begin Text
Why? Because there is no ‘high as compared to low’ in the multi-dimensional world of ongoing life so long as it has a heart; there are only shifts of the constellatory kaleidoscope whereby vulnerability is a spiritual duty that comes with attention to life, and from life itself (i.e. from us).

Care, slowness, receptivity. These are the words of this-ness. They take attention to orient, and one thing that can help a lot with this practice and with getting back into this pace is watching beautiful flims. There are many possibilities, but let’s finish this with Yasujirō Ozu. Try the practice. Simply go and watch an Ozu film (links below). If it’s hard to sit there and watch, do it anyway; keep trying till you can.

Try Tokyo Story.

Or Late Spring.

Any of them. Or just start here for an overview.

Yasujirō Ozu pretty much made the same sort of film for thirty years and never ran out of things to say. His camera sits nearly at the level of the tatami. It almost never moves. Characters arrive, speak, leave and then (high drama!), someone pours tea. You may see a train passes in the distance. But if you let yourself notice, worlds of fractal sensual potential are opening for you. Soon, you will be having ephiphanies like ‘oh my god that’s why Wes Anderson made that scene like that!’

Watch some of these and the pattern langauge will emerge in surprising ways. You will begin to sense that meaning lives in pattern, not in intervention and bullying. His films are full of what the architect Christopher Alexander called a pattern language: the repeated forms through which people actually inhabit their lives. Thresholds between inside and outside, meals that marks a transition. The child who has become, quietly and irreversibly, an adult, and the father and daughter relation that is always reversing that irreversibility. All this is the reward high-agency culture trains you to skip past. Let’s stop skipping it.

Because ecologies do not have rungs. They have niches, dependencies, edge effects, nests of messiness, and lots of care, which means lots of rubbing up against different cares, with lots of tensions and lots of generation.

This is how we get a sense of the irreducible particularity of this ongoing movement all around us, that is us, that we co-create. How? Through what we notice and what we care about and care for and care towards. There is no high or low instance of any of those, except from a position which has already passed.

haecceitas

And now a poem that is Wikipedia:

Harold Garfinkel, the founder of ethnomethodology, used the term “haecceity”, to emphasize the unavoidable and irremediable indexical character of any expression, behavior, or situation. For Garfinkel, indexicality was not a problem. He treated the haecceities and contingencies of social practices as a resource for making sense together. In contrast to theoretical generalizations, Garfinkel introduced “haecceities” in “Parson’s Plenum” (1988) to indicate the importance of the infinite contingencies in both situations and practices for the local accomplishment of social order.[7] According to Garfinkel, members display and produce the social order they refer to within the setting they contribute to. The study of practical action and situations in their “haecceities”—aimed at disclosing the ordinary, ongoing social order constructed by the members’ practices[8]—is the work of ethnomethodology. Garfinkel called ethnomethodological studies investigations of “haecceities”, i.e.,

just thisness: just here, just now, with just what is at hand, with just who is here, in just the time that just this local gang of us have, in and with just what the local gang of us can make of just the time we need, and therein, in, about, as, and over the course of the in vivo work, achieving and exhibiting everything that those great achievements of comparability, universality, transcendentality of results, indifference of methods to local parties who are using them, for what they consisted of, looked like, the “missing what” of formal analytic studies of practical action.
end Text
__Challenge 1__:
Summarize the text about slowness and Ozu's films in two sentences.
begin Data to process
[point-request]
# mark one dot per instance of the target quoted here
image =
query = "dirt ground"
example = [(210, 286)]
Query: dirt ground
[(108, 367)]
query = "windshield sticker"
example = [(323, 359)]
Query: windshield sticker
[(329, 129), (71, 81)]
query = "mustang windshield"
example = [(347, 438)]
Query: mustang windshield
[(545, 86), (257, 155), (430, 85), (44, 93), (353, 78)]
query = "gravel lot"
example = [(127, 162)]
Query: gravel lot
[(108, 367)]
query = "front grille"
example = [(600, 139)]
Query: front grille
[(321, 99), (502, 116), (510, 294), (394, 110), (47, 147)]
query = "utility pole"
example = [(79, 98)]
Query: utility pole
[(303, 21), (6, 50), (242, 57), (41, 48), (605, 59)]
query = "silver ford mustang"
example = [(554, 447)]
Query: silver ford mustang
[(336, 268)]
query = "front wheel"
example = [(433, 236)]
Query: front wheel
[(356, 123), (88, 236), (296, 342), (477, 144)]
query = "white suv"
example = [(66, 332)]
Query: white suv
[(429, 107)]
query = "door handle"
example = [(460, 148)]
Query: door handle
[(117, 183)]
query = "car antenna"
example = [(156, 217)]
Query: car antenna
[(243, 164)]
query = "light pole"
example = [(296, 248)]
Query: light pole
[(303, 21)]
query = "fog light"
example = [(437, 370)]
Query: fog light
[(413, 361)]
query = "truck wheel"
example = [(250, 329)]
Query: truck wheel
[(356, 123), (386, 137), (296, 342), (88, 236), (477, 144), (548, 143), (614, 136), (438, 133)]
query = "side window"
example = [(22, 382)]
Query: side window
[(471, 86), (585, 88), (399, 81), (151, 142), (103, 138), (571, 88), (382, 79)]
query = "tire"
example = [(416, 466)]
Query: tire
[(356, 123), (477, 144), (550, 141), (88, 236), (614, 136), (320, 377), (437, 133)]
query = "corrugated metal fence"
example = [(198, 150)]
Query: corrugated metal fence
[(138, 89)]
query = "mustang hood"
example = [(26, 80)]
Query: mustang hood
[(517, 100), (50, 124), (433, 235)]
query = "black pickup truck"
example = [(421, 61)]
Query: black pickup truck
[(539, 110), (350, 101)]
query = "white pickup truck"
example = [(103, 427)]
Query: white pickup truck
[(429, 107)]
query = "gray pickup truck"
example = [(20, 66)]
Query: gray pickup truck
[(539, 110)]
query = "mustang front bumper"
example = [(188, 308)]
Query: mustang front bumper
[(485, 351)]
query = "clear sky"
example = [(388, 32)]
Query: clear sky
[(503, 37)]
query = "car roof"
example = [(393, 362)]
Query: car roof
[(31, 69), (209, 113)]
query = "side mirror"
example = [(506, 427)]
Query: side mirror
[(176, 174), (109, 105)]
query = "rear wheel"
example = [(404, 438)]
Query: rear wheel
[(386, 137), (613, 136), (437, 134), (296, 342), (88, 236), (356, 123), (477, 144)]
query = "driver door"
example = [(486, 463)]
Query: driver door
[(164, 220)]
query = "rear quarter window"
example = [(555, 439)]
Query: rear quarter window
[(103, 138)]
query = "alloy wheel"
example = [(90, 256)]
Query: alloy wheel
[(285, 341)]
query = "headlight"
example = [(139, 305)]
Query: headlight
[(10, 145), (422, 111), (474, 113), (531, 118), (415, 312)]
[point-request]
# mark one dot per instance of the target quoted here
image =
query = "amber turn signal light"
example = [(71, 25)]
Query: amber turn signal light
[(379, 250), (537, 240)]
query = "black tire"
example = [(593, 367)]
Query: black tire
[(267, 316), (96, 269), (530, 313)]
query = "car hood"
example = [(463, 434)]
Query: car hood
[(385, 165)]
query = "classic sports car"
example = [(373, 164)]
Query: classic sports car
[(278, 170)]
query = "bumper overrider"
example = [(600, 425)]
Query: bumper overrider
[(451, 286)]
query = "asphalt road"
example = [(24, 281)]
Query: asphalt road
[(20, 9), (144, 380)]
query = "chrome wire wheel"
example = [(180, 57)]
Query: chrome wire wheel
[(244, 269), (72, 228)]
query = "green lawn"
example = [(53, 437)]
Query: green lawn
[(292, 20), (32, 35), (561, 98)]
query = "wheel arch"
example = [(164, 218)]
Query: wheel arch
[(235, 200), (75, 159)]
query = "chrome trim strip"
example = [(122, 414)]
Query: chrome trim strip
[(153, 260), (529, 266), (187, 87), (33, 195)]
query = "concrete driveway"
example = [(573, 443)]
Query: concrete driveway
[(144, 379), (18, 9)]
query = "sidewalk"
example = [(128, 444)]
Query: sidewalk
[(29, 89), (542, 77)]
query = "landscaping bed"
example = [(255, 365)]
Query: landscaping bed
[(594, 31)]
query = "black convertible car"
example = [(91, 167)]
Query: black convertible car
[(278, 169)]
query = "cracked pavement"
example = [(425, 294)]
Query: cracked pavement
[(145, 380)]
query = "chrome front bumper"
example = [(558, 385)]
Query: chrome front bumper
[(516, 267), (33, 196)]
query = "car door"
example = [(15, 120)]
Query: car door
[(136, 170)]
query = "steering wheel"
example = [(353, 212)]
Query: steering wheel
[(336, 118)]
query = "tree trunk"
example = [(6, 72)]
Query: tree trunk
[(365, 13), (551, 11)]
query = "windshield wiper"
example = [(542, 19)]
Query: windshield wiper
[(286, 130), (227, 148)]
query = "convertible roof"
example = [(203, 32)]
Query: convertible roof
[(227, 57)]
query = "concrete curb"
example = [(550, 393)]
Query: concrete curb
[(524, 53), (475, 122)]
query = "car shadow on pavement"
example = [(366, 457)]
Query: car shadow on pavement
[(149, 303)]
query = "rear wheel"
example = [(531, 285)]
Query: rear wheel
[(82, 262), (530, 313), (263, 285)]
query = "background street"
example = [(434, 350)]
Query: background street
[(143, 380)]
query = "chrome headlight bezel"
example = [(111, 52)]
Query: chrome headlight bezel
end Data to process
__Challenge 2__:
Rewrite the records from their start through the line containing "[(517, 100), (50, 124), (433, 235)]", replacing "windshield" with "windscreen" and leaving everything else unchanged.

__Worked answer 1__:
The text calls care, slowness, and receptivity the words of this-ness, and it recommends watching Yasujirō Ozu's films, such as Tokyo Story or Late Spring, as a practice for getting back into that pace and noticing the pattern language through which people actually inhabit their lives. It then turns to haecceity, describing how Harold Garfinkel used the term to emphasize the indexical character of any expression, behavior, or situation and treated the contingencies of social practices as a resource for making sense together.

__Worked answer 2__:
[point-request]
# mark one dot per instance of the target quoted here
image =
query = "dirt ground"
example = [(210, 286)]
Query: dirt ground
[(108, 367)]
query = "windscreen sticker"
example = [(323, 359)]
Query: windscreen sticker
[(329, 129), (71, 81)]
query = "mustang windscreen"
example = [(347, 438)]
Query: mustang windscreen
[(545, 86), (257, 155), (430, 85), (44, 93), (353, 78)]
query = "gravel lot"
example = [(127, 162)]
Query: gravel lot
[(108, 367)]
query = "front grille"
example = [(600, 139)]
Query: front grille
[(321, 99), (502, 116), (510, 294), (394, 110), (47, 147)]
query = "utility pole"
example = [(79, 98)]
Query: utility pole
[(303, 21), (6, 50), (242, 57), (41, 48), (605, 59)]
query = "silver ford mustang"
example = [(554, 447)]
Query: silver ford mustang
[(336, 268)]
query = "front wheel"
example = [(433, 236)]
Query: front wheel
[(356, 123), (88, 236), (296, 342), (477, 144)]
query = "white suv"
example = [(66, 332)]
Query: white suv
[(429, 107)]
query = "door handle"
example = [(460, 148)]
Query: door handle
[(117, 183)]
query = "car antenna"
example = [(156, 217)]
Query: car antenna
[(243, 164)]
query = "light pole"
example = [(296, 248)]
Query: light pole
[(303, 21)]
query = "fog light"
example = [(437, 370)]
Query: fog light
[(413, 361)]
query = "truck wheel"
example = [(250, 329)]
Query: truck wheel
[(356, 123), (386, 137), (296, 342), (88, 236), (477, 144), (548, 143), (614, 136), (438, 133)]
query = "side window"
example = [(22, 382)]
Query: side window
[(471, 86), (585, 88), (399, 81), (151, 142), (103, 138), (571, 88), (382, 79)]
query = "tire"
example = [(416, 466)]
Query: tire
[(356, 123), (477, 144), (550, 141), (88, 236), (614, 136), (320, 377), (437, 133)]
query = "corrugated metal fence"
example = [(198, 150)]
Query: corrugated metal fence
[(138, 89)]
query = "mustang hood"
example = [(26, 80)]
Query: mustang hood
[(517, 100), (50, 124), (433, 235)]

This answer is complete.